══ Extract to read ══

EX-5.1 4 tm2317399d3_ex5-1.htm EXHIBIT 5.1

 

Exhibit 5.1

 

 

 

 

 

Goodwin Procter llp
The New York Times Building
620 Eighth Avenue
New York, NY 10018
 
goodwinlaw.com
+1 212 813 8800

 

June 1, 2023

 

HOOKIPA Pharma Inc.

350 Fifth Avenue, 72nd Floor, Suite 7240

New York, New York

 

Re:         Securities Registered under Registration Statement on Form S-3

 

We have acted as counsel to you in connection with your filing of a Registration Statement on Form S-3 (File No. 333-266104) (as amended or supplemented, the “Registration Statement”) filed on July 12, 2022 with the Securities and Exchange Commission (the “Commission”) pursuant to the Securities Act of 1933, as amended (the “Securities Act”), relating to the registration of the offering by HOOKIPA Pharma Inc, a Delaware corporation (the “Company”) of up to $200,000,000 of any combination of securities of the types specified therein. The Registration Statement was declared effective by the Commission on July 21, 2022. Reference is made to our opinion letter dated July 12, 2022 and included as Exhibit 5.1 to the Registration Statement. We are delivering this supplemental opinion letter in connection with the prospectus supplement (the “Prospectus Supplement”) filed on June 1, 2023 by the Company with the Commission pursuant to Rule 424 under the Securities Act. The Prospectus Supplement relates to the offering by the Company of (1) up to 22,900,768 shares (the “Shares”) of the Company’s Common Stock, par value $0.0001 per share (“Common Stock”), (2) 15,268 shares of the Company’s Series A-2 Convertible Preferred Stock (the “Preferred Stock”) and (3) 15,268,000 shares of Common Stock issuable upon conversion of the Preferred Stock (the “Conversion Shares”), each as covered by the Registration Statement. The Shares are being sold to the underwriters named in, and pursuant to, an underwriting agreement among the Company and such underwriters (the “Underwriting Agreement”).

 

We have reviewed such documents and made such examination of law as we have deemed appropriate to give the opinions set forth below. We have relied, without independent verification, on certificates of public officials and, as to matters of fact material to the opinions set forth below, on certificates of officers of the Company.

═══
══ Material provided ══

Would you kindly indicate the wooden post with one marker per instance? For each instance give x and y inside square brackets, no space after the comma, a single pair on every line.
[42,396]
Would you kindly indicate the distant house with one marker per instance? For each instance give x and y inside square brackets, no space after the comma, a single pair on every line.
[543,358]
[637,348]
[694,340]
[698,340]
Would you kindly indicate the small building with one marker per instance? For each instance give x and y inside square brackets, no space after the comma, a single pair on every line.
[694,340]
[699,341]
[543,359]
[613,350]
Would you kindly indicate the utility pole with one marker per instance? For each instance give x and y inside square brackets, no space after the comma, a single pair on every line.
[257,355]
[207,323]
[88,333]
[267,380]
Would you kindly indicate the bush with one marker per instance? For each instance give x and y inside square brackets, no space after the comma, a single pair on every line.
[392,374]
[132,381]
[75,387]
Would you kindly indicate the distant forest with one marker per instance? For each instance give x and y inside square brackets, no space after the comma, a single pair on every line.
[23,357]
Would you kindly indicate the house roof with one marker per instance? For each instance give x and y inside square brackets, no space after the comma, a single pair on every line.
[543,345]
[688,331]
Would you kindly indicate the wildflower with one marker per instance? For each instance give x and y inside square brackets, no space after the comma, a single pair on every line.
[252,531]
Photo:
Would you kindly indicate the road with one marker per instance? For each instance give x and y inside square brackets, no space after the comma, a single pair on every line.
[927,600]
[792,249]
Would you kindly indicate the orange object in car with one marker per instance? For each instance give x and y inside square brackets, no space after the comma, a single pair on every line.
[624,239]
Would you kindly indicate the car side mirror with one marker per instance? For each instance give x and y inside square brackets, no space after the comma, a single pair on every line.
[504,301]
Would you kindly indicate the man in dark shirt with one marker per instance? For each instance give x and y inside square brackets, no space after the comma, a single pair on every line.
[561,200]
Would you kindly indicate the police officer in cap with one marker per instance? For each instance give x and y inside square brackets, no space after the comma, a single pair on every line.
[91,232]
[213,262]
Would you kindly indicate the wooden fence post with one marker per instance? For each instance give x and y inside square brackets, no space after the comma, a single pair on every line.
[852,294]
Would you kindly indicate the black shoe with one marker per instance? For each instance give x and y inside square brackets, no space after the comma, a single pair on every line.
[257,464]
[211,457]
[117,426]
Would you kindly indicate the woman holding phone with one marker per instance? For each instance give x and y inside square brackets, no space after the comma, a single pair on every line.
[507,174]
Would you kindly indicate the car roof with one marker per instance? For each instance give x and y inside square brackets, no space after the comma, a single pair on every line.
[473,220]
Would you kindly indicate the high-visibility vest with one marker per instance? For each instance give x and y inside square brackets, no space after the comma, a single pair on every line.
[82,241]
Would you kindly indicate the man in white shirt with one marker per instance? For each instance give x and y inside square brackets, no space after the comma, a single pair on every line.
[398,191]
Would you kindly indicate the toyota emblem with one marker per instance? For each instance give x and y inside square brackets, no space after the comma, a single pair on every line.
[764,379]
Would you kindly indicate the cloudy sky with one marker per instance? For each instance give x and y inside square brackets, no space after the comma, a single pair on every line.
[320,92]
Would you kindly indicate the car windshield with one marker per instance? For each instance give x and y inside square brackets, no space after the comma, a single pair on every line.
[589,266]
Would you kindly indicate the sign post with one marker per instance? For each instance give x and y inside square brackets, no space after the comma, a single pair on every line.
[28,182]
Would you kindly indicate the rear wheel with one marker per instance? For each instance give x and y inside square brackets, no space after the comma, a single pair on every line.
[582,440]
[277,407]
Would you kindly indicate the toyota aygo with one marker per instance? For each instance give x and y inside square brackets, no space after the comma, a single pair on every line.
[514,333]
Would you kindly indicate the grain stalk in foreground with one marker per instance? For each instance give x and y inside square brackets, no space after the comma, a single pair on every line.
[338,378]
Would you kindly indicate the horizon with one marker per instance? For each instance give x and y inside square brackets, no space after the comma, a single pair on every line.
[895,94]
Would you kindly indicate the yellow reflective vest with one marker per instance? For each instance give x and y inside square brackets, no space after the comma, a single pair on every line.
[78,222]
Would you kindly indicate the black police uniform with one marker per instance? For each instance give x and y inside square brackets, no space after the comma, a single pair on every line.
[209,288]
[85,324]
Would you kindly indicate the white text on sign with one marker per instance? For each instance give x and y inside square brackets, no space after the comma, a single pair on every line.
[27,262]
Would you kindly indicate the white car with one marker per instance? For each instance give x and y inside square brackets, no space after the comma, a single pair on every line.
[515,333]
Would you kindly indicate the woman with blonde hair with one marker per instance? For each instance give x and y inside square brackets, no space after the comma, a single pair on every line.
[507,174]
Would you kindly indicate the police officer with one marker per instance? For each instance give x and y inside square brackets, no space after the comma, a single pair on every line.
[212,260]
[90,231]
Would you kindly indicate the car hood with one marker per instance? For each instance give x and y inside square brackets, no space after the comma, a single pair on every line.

═══

→ **What you will do**: Continue the legal opinion letter on the HOOKIPA Pharma securities offering, starting after its last sentence.

→ **Result for this task**:
For purposes of the opinion set forth below, we have assumed that (i) before the Shares are issued the Company does not issue shares of Common Stock or reduce the total number of shares of Common Stock the Company is authorized to issue under its certificate of incorporation such that the number of unissued shares of Common Stock authorized under the Company’s certificate of incorporation is less than the number of Shares, and (ii) no event occurs that causes the number of authorized shares of Common Stock available for issuance by the Company to be less than the number of then unissued Conversion Shares issuable upon conversion of the Preferred Stock.

 

 

 

 

 

 

HOOKIPA Pharma, Inc.

June 1, 2023

Page 2

 

The opinion set forth below is limited to the Delaware General Corporation Law.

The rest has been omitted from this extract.